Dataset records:

========

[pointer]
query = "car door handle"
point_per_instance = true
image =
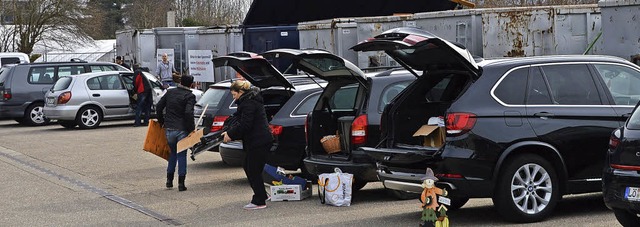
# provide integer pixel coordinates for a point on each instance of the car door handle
(543, 114)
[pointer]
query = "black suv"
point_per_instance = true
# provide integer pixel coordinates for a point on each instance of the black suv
(287, 100)
(22, 86)
(621, 177)
(350, 106)
(523, 131)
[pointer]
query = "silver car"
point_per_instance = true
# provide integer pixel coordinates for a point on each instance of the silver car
(87, 99)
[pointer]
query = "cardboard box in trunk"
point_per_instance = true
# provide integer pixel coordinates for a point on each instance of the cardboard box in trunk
(433, 135)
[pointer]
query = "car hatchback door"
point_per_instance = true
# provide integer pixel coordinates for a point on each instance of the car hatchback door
(110, 93)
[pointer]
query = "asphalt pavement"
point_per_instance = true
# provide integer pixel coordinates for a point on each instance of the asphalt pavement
(53, 176)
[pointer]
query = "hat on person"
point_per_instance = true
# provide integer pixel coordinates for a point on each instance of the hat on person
(186, 80)
(429, 175)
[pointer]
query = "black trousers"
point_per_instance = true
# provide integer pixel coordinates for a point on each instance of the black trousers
(253, 166)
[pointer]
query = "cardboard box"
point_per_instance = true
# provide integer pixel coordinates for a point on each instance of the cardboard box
(289, 192)
(433, 135)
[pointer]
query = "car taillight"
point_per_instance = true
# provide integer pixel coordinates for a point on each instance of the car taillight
(449, 175)
(64, 97)
(6, 95)
(276, 130)
(218, 123)
(460, 123)
(306, 128)
(614, 140)
(359, 130)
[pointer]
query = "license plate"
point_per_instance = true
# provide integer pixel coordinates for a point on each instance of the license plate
(632, 194)
(51, 101)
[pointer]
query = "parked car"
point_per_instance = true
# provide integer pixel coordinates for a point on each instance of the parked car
(87, 99)
(287, 100)
(350, 105)
(522, 131)
(621, 176)
(13, 58)
(23, 86)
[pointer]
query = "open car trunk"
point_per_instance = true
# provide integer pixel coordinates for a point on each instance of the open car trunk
(428, 97)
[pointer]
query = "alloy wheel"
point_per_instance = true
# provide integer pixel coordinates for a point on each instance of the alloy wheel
(531, 188)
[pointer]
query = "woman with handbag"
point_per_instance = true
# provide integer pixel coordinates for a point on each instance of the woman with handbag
(253, 130)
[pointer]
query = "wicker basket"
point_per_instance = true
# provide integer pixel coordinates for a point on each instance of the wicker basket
(331, 143)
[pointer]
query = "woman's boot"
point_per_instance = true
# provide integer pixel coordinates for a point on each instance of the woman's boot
(169, 180)
(181, 186)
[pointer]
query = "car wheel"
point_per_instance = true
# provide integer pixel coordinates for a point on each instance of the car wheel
(402, 195)
(626, 218)
(34, 115)
(67, 124)
(89, 117)
(527, 189)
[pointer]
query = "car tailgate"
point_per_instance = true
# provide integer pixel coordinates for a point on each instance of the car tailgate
(405, 155)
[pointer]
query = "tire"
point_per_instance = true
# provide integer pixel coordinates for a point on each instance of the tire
(520, 197)
(67, 124)
(34, 116)
(89, 117)
(626, 218)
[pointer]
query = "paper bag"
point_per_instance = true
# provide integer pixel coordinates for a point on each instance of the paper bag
(156, 140)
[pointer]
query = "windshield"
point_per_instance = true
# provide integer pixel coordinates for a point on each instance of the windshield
(213, 97)
(4, 72)
(62, 83)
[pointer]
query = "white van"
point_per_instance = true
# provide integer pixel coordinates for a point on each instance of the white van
(13, 58)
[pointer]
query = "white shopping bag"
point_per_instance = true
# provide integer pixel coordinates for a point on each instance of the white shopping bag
(335, 188)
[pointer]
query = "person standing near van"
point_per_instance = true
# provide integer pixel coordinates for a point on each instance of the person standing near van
(144, 98)
(253, 130)
(120, 62)
(175, 114)
(165, 71)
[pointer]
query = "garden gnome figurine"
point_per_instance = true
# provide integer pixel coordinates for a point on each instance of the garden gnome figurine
(429, 199)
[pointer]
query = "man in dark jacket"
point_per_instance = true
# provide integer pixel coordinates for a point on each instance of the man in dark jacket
(175, 114)
(144, 98)
(253, 130)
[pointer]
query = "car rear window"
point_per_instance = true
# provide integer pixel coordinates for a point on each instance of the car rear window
(4, 73)
(634, 120)
(213, 97)
(62, 83)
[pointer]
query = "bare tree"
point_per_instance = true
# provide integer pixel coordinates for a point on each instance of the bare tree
(54, 21)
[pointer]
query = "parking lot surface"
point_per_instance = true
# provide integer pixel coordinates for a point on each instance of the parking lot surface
(59, 177)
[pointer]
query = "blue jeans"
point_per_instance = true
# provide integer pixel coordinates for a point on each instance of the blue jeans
(173, 136)
(144, 104)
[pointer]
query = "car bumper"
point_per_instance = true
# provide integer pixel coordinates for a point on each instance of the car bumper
(8, 111)
(614, 184)
(61, 112)
(411, 180)
(361, 171)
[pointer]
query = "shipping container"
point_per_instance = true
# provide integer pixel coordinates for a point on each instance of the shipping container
(460, 26)
(621, 29)
(261, 39)
(221, 41)
(371, 26)
(335, 36)
(535, 31)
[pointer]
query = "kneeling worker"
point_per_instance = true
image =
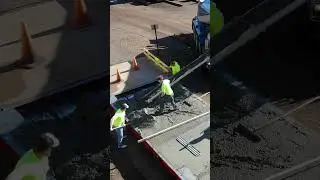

========

* [TASK ITEM]
Without the pictures, give all of the entries above again exactly.

* [PROBLEM SOLUTION]
[pointer]
query = "car door handle"
point_per_instance = true
image =
# provide integer pixel coordinates for a point on each instance of the car door handle
(543, 114)
[pointer]
query = "black suv"
point_per_instance = true
# provide integer pixel coordinates for a point on each instance of the black suv
(287, 100)
(22, 86)
(621, 177)
(350, 106)
(523, 131)
[pointer]
query = "silver car"
point_per_instance = true
# provide integer pixel coordinates for a point on each instance of the silver car
(87, 99)
[pointer]
query = "cardboard box in trunk"
point_per_instance = true
# provide integer pixel coordinates for a point on each instance of the cardboard box in trunk
(433, 135)
[pointer]
query = "car hatchback door"
point_per_instance = true
# provide integer pixel coordinates for a point on each instance of the car hatchback door
(110, 93)
[pointer]
query = "asphalt pavement"
point_per_instance = true
# provide integer pixel coordinates for a point on each instance of the asphalt pavement
(53, 176)
[pointer]
query = "hat on person"
point_per_instance = true
# provide integer pixel coordinates for a point on each instance of the hat on person
(186, 80)
(429, 175)
[pointer]
query = "black trousers"
point_per_instance = true
# provide integer pixel coordinates for a point on each instance of the black trousers
(253, 166)
[pointer]
query = "cardboard box"
point_per_instance = true
# provide integer pixel coordinates for a point on each instance of the cardboard box
(289, 192)
(433, 135)
[pointer]
query = "car taillight"
point_per_instance = true
# provide integer pixel coordinates for a point on each instance of the car taillight
(449, 175)
(64, 97)
(6, 95)
(276, 130)
(218, 123)
(460, 123)
(306, 128)
(614, 140)
(359, 130)
[pointer]
query = "license plate"
point_per_instance = true
# provide integer pixel coordinates for a point on each instance of the license plate
(632, 194)
(51, 101)
[pointer]
query = "parked car"
point_per_instance = true
# provide integer pixel coordinates for a point on each instance of the parked car
(87, 99)
(287, 100)
(350, 105)
(522, 131)
(621, 176)
(13, 58)
(23, 86)
[pointer]
query = "open car trunk"
point_per_instance = true
# provide integer pixel coordinates for a point on each instance of the open car trunk
(428, 97)
[pointer]
query = "alloy wheel"
point_per_instance = true
# provide integer pixel coordinates for a point on each instance of the alloy wheel
(531, 188)
[pointer]
query = "woman with handbag"
point_per_instance = true
# provide integer pixel coordinates for a point on each instance of the woman with handbag
(253, 130)
[pointer]
query = "wicker basket"
point_per_instance = true
# provide integer pixel coordinates for a point on each instance of the wicker basket
(331, 143)
[pointer]
query = "woman's boot"
point_per_instance = true
# provide integer pixel coordinates for a point on each instance of the woman's boot
(169, 180)
(181, 186)
[pointer]
query = "car wheel"
point_per_instance = true
# provide integer pixel coordinates for a point on each instance of the car wheel
(402, 195)
(626, 218)
(34, 115)
(67, 124)
(89, 117)
(527, 189)
[pointer]
query = "car tailgate"
point_per_instance = true
# provide integer pixel coordinates for a point on each instance of the car tailgate
(405, 155)
[pointer]
query = "tire"
point_per_instance = true
# provide integer pixel coordinates for a point on each instance of the tire
(520, 197)
(67, 124)
(34, 116)
(89, 117)
(626, 218)
[pointer]
query = "paper bag"
point_per_instance = true
# provide integer pixel coordinates for a point on each instance of the paper bag
(156, 140)
[pointer]
query = "windshield"
point_per_instance = true
# provide integer pixel coordinates for a point on each instance of the windshield
(213, 97)
(4, 72)
(62, 83)
[pointer]
query = "white van"
point_per_instance = true
# provide integer pixel coordinates for a point on each instance of the white van
(13, 58)
[pointer]
query = "white shopping bag"
point_per_instance = true
# provide integer pixel coordinates for a point on each instance of the white shopping bag
(335, 188)
[pointer]
query = "person standing near van"
point_per_instance = true
# provide integer pixel coordinates for a point on each instance of the person standing near van
(144, 98)
(253, 130)
(120, 62)
(175, 114)
(165, 71)
[pointer]
query = "garden gnome figurine"
point_per_instance = true
# provide integer pixel coordinates for a point on each instance of the garden gnome figurine
(429, 199)
[pointer]
query = "man in dark jacket"
point_per_instance = true
# provide integer pixel coordinates for a point on each instance of the man in dark jacket
(175, 114)
(144, 98)
(253, 130)
[pointer]
query = "car rear window"
point_per_instance = true
# provide integer pixel coordinates for a point on each instance of the car rear window
(4, 73)
(634, 120)
(213, 97)
(62, 83)
[pointer]
query = "bare tree"
point_per_instance = true
# provide integer pixel coordinates for a point on each instance of the bare tree
(54, 21)
[pointer]
query = "parking lot surface"
point_per_instance = true
# provide integer pixel coordinates for a point on each instance of the parking lot surface
(59, 177)
[pointer]
query = "blue jeans"
point_per_instance = true
# provide integer pixel coordinates for a point on each instance of the blue jeans
(173, 136)
(144, 104)
[pointer]
query = "car bumper"
point_per_instance = true
# provide integer pixel coordinates for a point on each instance of the car bumper
(8, 111)
(614, 184)
(61, 112)
(411, 180)
(361, 171)
[pointer]
query = "shipping container"
point_per_instance = true
# provide integer pixel coordinates for a point on each instance of the shipping container
(460, 26)
(621, 29)
(261, 39)
(221, 41)
(371, 26)
(335, 36)
(535, 31)
[pointer]
query = "kneeling worker"
point_per_instance = true
image =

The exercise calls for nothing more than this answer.